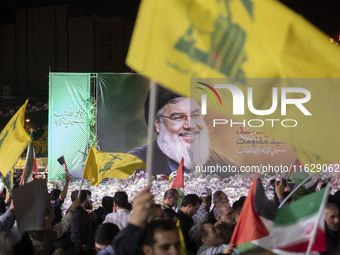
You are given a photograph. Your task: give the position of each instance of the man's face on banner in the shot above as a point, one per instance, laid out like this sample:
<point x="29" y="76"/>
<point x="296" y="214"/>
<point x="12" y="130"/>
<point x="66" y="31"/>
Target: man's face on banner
<point x="182" y="132"/>
<point x="183" y="119"/>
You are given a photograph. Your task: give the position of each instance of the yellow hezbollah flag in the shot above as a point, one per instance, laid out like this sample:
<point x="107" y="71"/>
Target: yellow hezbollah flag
<point x="13" y="140"/>
<point x="101" y="165"/>
<point x="175" y="41"/>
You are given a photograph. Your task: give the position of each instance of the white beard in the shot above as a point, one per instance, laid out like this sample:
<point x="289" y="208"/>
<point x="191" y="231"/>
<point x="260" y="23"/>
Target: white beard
<point x="197" y="154"/>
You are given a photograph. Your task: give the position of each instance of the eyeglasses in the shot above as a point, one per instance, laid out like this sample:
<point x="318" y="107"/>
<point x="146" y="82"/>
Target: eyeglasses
<point x="181" y="118"/>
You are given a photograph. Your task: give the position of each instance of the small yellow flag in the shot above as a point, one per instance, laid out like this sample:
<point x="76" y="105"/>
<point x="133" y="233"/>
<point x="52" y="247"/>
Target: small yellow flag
<point x="13" y="140"/>
<point x="101" y="165"/>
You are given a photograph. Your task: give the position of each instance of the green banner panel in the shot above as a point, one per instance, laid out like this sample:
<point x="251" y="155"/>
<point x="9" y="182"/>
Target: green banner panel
<point x="68" y="123"/>
<point x="120" y="114"/>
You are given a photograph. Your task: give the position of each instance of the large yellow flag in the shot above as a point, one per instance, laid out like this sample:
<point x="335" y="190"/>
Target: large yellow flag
<point x="175" y="41"/>
<point x="101" y="165"/>
<point x="13" y="140"/>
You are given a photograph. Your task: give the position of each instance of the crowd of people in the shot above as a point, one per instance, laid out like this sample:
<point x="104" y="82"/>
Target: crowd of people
<point x="203" y="224"/>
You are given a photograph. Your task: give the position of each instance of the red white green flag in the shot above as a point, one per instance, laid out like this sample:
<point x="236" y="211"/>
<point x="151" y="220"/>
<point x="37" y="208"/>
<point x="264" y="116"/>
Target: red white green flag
<point x="30" y="164"/>
<point x="256" y="219"/>
<point x="178" y="183"/>
<point x="300" y="226"/>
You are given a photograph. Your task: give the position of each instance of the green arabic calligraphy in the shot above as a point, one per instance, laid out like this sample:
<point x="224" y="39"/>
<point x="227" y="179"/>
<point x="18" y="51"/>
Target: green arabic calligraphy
<point x="13" y="126"/>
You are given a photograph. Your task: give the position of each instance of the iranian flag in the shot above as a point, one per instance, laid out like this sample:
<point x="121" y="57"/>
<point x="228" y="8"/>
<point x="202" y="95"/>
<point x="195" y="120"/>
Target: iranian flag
<point x="256" y="220"/>
<point x="300" y="226"/>
<point x="178" y="183"/>
<point x="30" y="163"/>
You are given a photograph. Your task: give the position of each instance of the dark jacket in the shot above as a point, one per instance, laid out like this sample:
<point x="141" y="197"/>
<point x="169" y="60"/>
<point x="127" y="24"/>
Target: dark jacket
<point x="82" y="229"/>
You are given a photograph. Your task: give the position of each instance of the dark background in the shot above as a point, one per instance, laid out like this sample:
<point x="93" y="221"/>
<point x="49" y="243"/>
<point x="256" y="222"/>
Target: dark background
<point x="29" y="50"/>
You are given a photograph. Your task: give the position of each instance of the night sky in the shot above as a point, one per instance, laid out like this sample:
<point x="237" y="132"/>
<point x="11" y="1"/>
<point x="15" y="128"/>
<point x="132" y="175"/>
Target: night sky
<point x="322" y="13"/>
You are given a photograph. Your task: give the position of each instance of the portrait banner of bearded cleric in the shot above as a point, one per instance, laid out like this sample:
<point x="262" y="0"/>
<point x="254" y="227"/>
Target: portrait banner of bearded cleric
<point x="181" y="132"/>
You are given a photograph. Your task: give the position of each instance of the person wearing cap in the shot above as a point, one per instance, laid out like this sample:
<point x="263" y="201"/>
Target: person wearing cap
<point x="204" y="208"/>
<point x="120" y="215"/>
<point x="169" y="201"/>
<point x="181" y="132"/>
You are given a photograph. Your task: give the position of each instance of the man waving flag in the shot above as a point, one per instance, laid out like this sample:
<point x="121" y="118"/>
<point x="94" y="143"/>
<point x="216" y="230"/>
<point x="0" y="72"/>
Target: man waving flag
<point x="13" y="140"/>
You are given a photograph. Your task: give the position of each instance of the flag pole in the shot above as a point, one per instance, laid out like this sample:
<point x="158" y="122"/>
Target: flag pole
<point x="322" y="207"/>
<point x="293" y="191"/>
<point x="151" y="120"/>
<point x="82" y="177"/>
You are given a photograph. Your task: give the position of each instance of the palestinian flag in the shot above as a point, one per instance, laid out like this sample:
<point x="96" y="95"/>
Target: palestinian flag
<point x="256" y="219"/>
<point x="297" y="226"/>
<point x="30" y="164"/>
<point x="178" y="183"/>
<point x="62" y="162"/>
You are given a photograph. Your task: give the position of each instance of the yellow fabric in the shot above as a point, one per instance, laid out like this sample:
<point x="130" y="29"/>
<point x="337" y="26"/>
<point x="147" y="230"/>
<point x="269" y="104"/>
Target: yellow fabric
<point x="13" y="140"/>
<point x="181" y="238"/>
<point x="176" y="40"/>
<point x="101" y="165"/>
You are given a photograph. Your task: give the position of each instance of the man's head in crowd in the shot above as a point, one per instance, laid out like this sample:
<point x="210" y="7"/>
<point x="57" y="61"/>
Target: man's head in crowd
<point x="181" y="129"/>
<point x="206" y="197"/>
<point x="220" y="197"/>
<point x="237" y="206"/>
<point x="224" y="213"/>
<point x="161" y="237"/>
<point x="332" y="217"/>
<point x="107" y="203"/>
<point x="157" y="213"/>
<point x="120" y="200"/>
<point x="55" y="193"/>
<point x="170" y="197"/>
<point x="105" y="234"/>
<point x="205" y="235"/>
<point x="74" y="195"/>
<point x="82" y="198"/>
<point x="190" y="204"/>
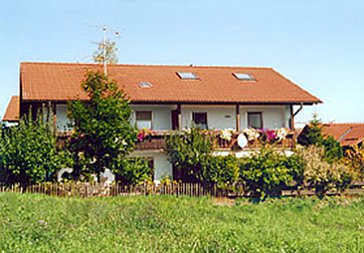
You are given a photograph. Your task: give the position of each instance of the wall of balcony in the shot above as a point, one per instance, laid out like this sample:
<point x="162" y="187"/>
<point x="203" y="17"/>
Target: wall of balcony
<point x="218" y="116"/>
<point x="274" y="117"/>
<point x="161" y="115"/>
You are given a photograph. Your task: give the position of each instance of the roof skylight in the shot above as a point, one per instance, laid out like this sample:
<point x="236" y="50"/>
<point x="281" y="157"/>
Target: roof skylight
<point x="187" y="75"/>
<point x="145" y="85"/>
<point x="244" y="76"/>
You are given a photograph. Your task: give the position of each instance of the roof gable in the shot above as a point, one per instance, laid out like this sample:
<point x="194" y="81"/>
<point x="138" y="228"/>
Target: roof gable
<point x="12" y="110"/>
<point x="62" y="81"/>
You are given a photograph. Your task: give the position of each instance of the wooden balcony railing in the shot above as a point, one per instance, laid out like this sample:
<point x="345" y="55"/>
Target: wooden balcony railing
<point x="156" y="140"/>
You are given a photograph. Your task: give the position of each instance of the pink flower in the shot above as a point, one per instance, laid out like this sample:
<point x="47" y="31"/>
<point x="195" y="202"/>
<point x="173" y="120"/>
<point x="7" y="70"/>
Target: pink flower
<point x="141" y="135"/>
<point x="271" y="135"/>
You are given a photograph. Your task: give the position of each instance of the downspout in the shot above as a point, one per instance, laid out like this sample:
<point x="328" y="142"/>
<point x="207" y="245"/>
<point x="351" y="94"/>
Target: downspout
<point x="293" y="114"/>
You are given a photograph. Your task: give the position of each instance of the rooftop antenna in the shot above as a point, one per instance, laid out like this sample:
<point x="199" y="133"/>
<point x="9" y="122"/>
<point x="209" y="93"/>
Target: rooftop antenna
<point x="104" y="30"/>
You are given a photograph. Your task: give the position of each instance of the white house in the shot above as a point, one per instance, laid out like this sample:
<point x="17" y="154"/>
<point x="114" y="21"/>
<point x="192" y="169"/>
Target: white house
<point x="165" y="98"/>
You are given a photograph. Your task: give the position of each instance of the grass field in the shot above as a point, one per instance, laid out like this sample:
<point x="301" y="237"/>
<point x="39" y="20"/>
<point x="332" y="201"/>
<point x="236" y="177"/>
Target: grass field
<point x="38" y="223"/>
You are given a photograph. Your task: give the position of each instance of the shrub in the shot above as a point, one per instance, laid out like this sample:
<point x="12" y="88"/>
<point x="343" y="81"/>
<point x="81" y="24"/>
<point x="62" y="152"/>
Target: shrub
<point x="223" y="170"/>
<point x="312" y="134"/>
<point x="321" y="175"/>
<point x="189" y="152"/>
<point x="333" y="150"/>
<point x="134" y="170"/>
<point x="355" y="159"/>
<point x="28" y="152"/>
<point x="265" y="173"/>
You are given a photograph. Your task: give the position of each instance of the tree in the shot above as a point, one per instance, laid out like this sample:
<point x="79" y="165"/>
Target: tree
<point x="110" y="54"/>
<point x="28" y="152"/>
<point x="189" y="153"/>
<point x="103" y="133"/>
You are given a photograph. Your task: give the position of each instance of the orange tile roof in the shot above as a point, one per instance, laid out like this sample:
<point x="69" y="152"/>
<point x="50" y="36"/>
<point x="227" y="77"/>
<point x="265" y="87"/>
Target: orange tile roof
<point x="347" y="134"/>
<point x="12" y="111"/>
<point x="61" y="81"/>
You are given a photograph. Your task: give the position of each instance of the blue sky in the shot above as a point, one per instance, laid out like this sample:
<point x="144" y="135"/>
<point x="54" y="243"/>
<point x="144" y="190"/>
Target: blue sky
<point x="318" y="44"/>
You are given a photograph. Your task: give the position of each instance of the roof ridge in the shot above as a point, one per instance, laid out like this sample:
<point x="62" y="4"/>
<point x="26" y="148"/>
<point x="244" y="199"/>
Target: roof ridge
<point x="297" y="86"/>
<point x="141" y="65"/>
<point x="344" y="123"/>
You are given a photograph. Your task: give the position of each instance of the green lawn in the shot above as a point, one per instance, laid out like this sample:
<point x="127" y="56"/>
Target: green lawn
<point x="37" y="223"/>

● Objective: Exactly and only the lines from the line containing "of the tree" through the last line of the entries should be copied, both ends included.

● Exercise output:
You are given a photograph. Your task: give the position of each instance of the tree in the shot above as a point, one per instance, laid out like this sample:
<point x="79" y="165"/>
Target: tree
<point x="110" y="54"/>
<point x="28" y="152"/>
<point x="189" y="153"/>
<point x="103" y="133"/>
You are given a photograph. Your task: give the position of each instance of the orange tile roof in the shot above as a point, one per instance, laid out like this sample:
<point x="69" y="152"/>
<point x="50" y="36"/>
<point x="227" y="77"/>
<point x="265" y="87"/>
Target: orange tile roof
<point x="347" y="134"/>
<point x="12" y="111"/>
<point x="61" y="81"/>
You are given a photograph. Your task: give the position of each instance of the blue sky in the shot above as a point, one per instance, laid out like this sample:
<point x="144" y="135"/>
<point x="54" y="243"/>
<point x="144" y="190"/>
Target: blue sky
<point x="318" y="44"/>
You are given a photograph. Your task: give the position of each instance of the roof ridge in the shot above as a point, one per instance, laid out like this sample:
<point x="62" y="4"/>
<point x="26" y="148"/>
<point x="244" y="199"/>
Target: roof ridge
<point x="297" y="86"/>
<point x="141" y="65"/>
<point x="344" y="123"/>
You are given a photograph. Your task: give the position of each instance of the green lawn in the shot above as a point, one per instance, laid out like this sample:
<point x="127" y="56"/>
Target: green lawn
<point x="37" y="223"/>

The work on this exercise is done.